## DATA TO PROCESS
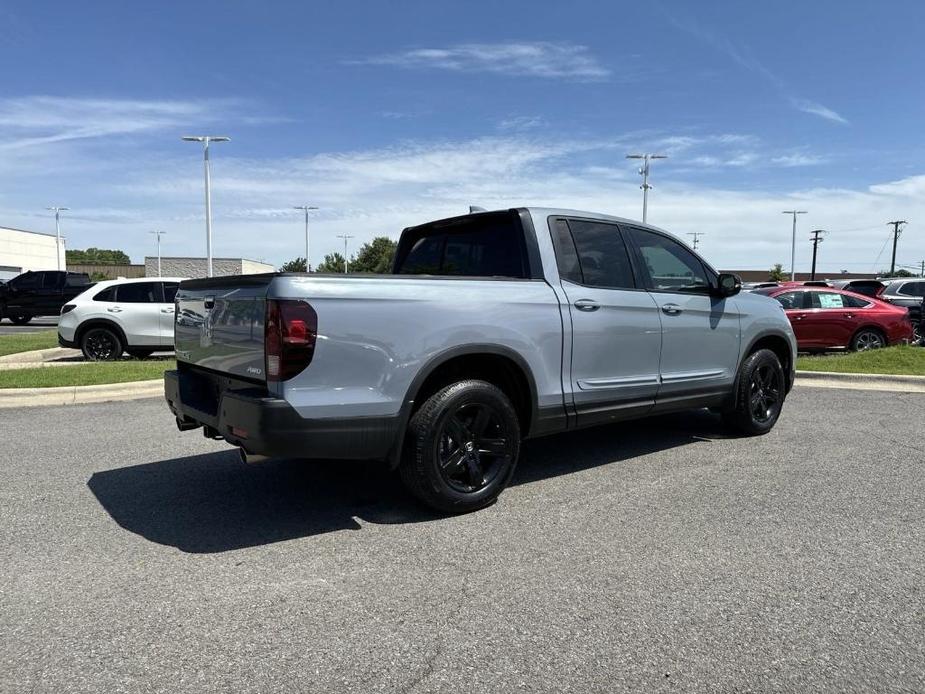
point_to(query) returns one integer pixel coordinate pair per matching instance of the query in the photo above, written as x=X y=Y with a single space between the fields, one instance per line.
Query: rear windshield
x=485 y=245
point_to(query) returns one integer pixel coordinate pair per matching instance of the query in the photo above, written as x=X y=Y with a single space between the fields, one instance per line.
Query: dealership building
x=22 y=250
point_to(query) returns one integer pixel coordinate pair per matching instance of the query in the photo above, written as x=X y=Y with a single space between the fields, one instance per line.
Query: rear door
x=616 y=333
x=700 y=331
x=137 y=309
x=167 y=313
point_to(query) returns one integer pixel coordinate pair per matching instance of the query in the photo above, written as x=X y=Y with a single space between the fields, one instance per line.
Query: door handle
x=587 y=305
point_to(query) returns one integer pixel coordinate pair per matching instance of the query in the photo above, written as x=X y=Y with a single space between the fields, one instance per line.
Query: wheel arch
x=497 y=364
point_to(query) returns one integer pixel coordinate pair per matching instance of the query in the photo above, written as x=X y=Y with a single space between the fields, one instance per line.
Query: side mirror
x=728 y=284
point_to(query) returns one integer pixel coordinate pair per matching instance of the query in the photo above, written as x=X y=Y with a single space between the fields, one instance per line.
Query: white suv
x=116 y=316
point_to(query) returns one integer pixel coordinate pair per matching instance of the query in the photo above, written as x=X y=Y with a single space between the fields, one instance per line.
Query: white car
x=116 y=316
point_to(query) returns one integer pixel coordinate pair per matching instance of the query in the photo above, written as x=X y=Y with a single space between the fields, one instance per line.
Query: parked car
x=831 y=318
x=116 y=316
x=909 y=293
x=40 y=293
x=495 y=326
x=866 y=287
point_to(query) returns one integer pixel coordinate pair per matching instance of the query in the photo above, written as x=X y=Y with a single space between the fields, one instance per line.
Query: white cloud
x=534 y=59
x=819 y=110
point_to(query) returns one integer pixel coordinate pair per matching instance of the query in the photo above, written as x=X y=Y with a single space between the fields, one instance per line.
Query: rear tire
x=462 y=447
x=759 y=394
x=867 y=338
x=101 y=344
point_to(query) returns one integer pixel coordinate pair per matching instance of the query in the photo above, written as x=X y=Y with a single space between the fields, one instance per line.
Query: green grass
x=26 y=342
x=86 y=374
x=903 y=360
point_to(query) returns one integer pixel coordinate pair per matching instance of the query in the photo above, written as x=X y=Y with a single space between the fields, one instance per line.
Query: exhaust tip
x=251 y=458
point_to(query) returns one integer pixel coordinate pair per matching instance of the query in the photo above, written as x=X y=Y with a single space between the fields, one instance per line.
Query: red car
x=824 y=318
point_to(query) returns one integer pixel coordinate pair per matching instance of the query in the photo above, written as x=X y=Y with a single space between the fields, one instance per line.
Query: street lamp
x=205 y=140
x=306 y=209
x=157 y=235
x=644 y=172
x=793 y=243
x=58 y=211
x=345 y=237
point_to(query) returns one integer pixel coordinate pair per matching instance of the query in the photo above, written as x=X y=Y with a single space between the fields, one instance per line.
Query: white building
x=22 y=250
x=196 y=267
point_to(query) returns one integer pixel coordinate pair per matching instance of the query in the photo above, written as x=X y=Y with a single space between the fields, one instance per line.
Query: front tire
x=101 y=344
x=462 y=447
x=759 y=394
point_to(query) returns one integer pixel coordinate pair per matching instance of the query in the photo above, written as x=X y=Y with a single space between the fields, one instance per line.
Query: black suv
x=911 y=294
x=40 y=293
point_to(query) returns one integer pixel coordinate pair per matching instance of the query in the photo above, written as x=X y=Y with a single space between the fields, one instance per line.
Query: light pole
x=644 y=172
x=58 y=211
x=205 y=140
x=793 y=243
x=345 y=237
x=306 y=209
x=157 y=235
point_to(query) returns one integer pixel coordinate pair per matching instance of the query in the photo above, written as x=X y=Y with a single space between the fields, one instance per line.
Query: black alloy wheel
x=765 y=392
x=101 y=344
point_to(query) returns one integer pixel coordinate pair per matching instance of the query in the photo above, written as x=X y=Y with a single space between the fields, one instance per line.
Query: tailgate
x=219 y=324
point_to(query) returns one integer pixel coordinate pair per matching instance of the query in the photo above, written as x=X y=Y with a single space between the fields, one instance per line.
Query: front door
x=700 y=331
x=616 y=333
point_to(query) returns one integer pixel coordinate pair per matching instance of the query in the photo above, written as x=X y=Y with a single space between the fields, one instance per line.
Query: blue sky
x=389 y=114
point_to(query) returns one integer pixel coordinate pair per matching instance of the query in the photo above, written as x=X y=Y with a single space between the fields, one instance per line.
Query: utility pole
x=644 y=172
x=205 y=140
x=58 y=211
x=896 y=232
x=817 y=239
x=793 y=243
x=306 y=209
x=345 y=237
x=157 y=235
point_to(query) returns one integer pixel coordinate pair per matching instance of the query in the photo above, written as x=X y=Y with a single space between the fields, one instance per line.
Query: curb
x=75 y=395
x=38 y=355
x=884 y=379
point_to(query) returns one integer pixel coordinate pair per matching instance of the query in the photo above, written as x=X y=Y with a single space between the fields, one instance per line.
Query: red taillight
x=290 y=331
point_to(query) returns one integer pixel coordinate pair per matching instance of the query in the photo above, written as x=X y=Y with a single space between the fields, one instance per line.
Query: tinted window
x=138 y=293
x=30 y=280
x=855 y=302
x=826 y=300
x=791 y=300
x=170 y=291
x=670 y=265
x=602 y=255
x=108 y=294
x=566 y=255
x=482 y=246
x=912 y=289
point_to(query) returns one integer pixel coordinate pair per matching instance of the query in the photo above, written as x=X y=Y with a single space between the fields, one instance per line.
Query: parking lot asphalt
x=653 y=556
x=33 y=326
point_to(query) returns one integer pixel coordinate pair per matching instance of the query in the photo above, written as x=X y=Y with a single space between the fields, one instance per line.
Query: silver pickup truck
x=493 y=327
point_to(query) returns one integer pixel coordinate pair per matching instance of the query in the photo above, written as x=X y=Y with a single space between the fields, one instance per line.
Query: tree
x=333 y=262
x=297 y=265
x=375 y=256
x=777 y=274
x=97 y=256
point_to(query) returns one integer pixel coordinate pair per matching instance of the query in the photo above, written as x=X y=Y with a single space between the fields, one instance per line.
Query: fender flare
x=438 y=360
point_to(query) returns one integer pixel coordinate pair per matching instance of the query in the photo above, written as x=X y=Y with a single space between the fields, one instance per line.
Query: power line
x=896 y=232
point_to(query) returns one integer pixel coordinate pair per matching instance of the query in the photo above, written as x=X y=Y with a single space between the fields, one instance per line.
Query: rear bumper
x=248 y=417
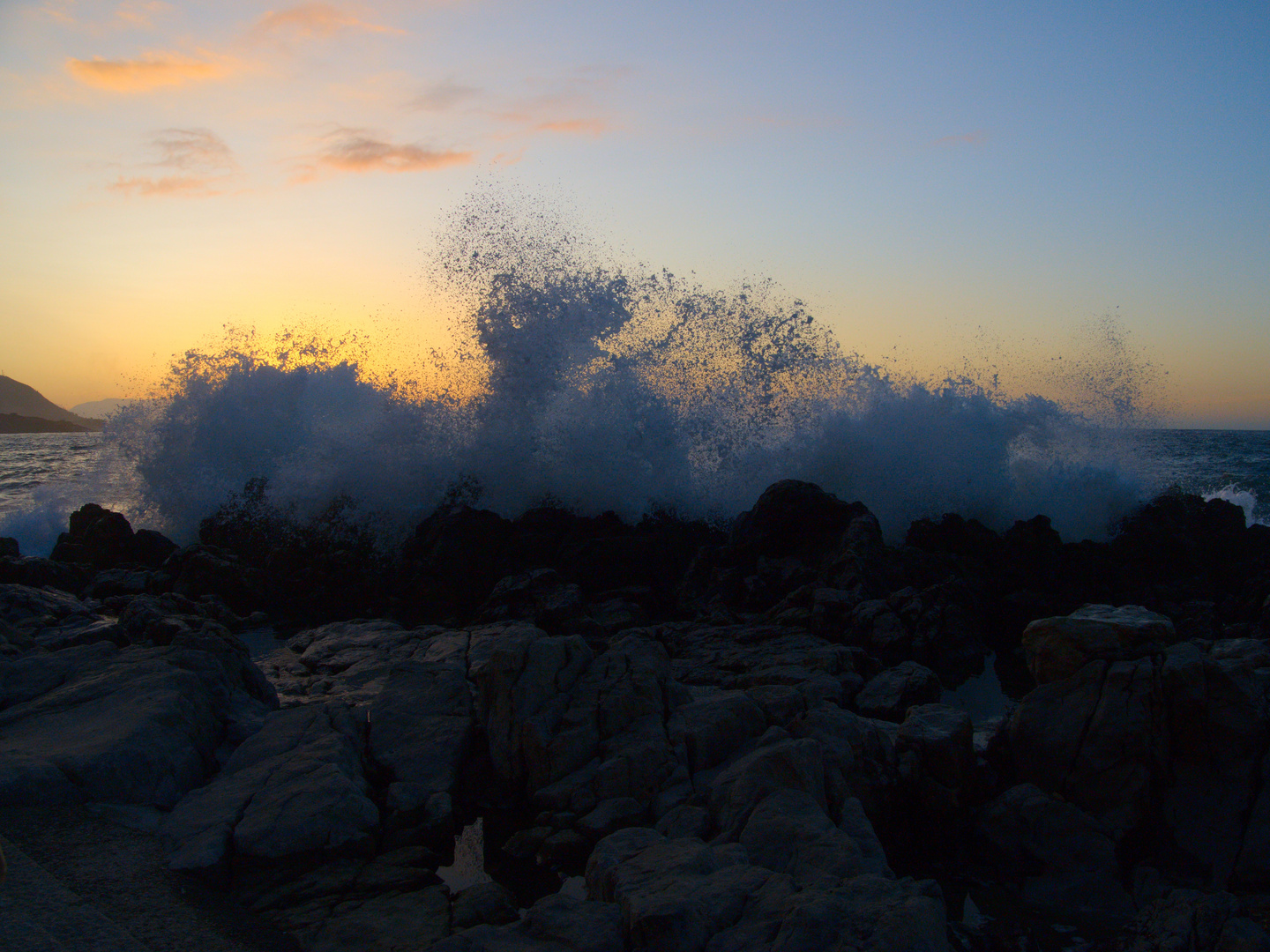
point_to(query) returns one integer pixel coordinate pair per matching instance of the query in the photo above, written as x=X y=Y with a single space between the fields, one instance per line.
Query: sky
x=943 y=183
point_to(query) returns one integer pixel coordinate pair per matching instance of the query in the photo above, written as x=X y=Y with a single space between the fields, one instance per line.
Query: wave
x=574 y=380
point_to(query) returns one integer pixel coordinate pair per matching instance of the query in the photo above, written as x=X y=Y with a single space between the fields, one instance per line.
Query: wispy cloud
x=165 y=185
x=315 y=22
x=578 y=127
x=201 y=163
x=358 y=150
x=193 y=149
x=150 y=71
x=967 y=138
x=442 y=95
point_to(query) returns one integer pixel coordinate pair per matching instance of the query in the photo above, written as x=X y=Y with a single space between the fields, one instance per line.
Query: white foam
x=602 y=387
x=1244 y=498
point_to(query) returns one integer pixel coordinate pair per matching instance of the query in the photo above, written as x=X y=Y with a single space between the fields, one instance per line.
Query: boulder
x=1057 y=859
x=1169 y=747
x=790 y=764
x=1058 y=648
x=553 y=925
x=294 y=790
x=891 y=693
x=133 y=726
x=1191 y=920
x=790 y=833
x=943 y=739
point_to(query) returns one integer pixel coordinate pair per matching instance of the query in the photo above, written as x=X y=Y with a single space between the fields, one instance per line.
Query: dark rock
x=891 y=693
x=612 y=815
x=294 y=790
x=1185 y=786
x=1056 y=857
x=482 y=904
x=1058 y=648
x=793 y=518
x=684 y=822
x=791 y=764
x=553 y=925
x=131 y=726
x=1195 y=922
x=452 y=560
x=788 y=833
x=43 y=573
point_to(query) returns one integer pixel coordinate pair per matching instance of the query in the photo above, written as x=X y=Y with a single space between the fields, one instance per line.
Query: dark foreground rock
x=787 y=736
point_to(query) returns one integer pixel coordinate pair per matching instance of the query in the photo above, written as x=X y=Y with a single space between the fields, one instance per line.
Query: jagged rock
x=484 y=903
x=684 y=822
x=1056 y=857
x=389 y=922
x=943 y=739
x=790 y=833
x=549 y=707
x=206 y=570
x=892 y=692
x=611 y=815
x=1188 y=920
x=710 y=730
x=1172 y=744
x=294 y=788
x=790 y=764
x=540 y=596
x=43 y=573
x=551 y=925
x=1058 y=648
x=421 y=726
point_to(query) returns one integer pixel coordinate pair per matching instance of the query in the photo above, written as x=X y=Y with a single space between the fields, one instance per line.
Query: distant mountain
x=23 y=400
x=101 y=409
x=13 y=423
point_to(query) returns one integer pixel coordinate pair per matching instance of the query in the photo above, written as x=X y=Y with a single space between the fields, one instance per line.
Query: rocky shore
x=564 y=733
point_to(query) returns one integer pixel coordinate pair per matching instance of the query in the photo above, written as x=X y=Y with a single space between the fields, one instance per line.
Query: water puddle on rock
x=527 y=880
x=981 y=695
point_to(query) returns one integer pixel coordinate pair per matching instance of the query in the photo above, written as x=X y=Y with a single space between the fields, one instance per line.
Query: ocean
x=43 y=478
x=578 y=378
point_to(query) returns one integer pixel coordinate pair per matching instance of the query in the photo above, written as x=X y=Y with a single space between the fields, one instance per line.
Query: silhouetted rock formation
x=743 y=740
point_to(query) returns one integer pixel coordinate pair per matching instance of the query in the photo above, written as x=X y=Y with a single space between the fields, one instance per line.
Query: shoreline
x=676 y=714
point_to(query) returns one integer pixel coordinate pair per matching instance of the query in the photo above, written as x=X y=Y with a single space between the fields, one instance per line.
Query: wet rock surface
x=565 y=733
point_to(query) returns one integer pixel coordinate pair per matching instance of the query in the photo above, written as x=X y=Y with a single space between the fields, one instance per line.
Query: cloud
x=967 y=138
x=167 y=185
x=315 y=20
x=150 y=71
x=442 y=95
x=202 y=161
x=355 y=150
x=193 y=149
x=578 y=127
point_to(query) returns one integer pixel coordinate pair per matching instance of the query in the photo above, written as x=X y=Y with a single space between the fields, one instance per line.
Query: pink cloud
x=315 y=20
x=144 y=74
x=358 y=152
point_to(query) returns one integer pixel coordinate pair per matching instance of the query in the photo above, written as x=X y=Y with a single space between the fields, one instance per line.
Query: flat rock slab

## YOUR TASK
Lines from the one with "Query: silhouetted rock formation" through the last line above must be printed exactly; no other line is to appear.

## ANSWER SPACE
Query: silhouetted rock formation
x=743 y=740
point_to(query) returns one integer pixel coordinate pair per matching instance of the query in the photo above, written as x=X y=Y with a single space between the fields, one instance per line.
Query: shoreline
x=676 y=714
point_to(query) returns one integer pixel coordinate pair per matching instance of the query in the photo above, written as x=X y=Y with a single space between the fields, one instance per line.
Query: wet rock surface
x=565 y=733
point_to(query) returns one integer pixel coordinate pair per matching instance of the query in the photo above, written as x=X y=Y with a single space between the fields, one instance per line.
Query: cloud
x=967 y=138
x=167 y=185
x=315 y=20
x=150 y=71
x=442 y=95
x=202 y=161
x=355 y=150
x=193 y=149
x=578 y=127
point_to(query) returns one integer pixel coordinate pair per matching instance of the query in the photo above, written as x=X y=Y with a single space between the fields, one instance per line.
Query: pink cloud
x=315 y=20
x=144 y=74
x=358 y=152
point_to(query) returns one integer pixel coordinate pair per matching instance of the query in the photo above, written as x=X y=Y with a single space between the fields, one instance per line.
Query: flat rock slab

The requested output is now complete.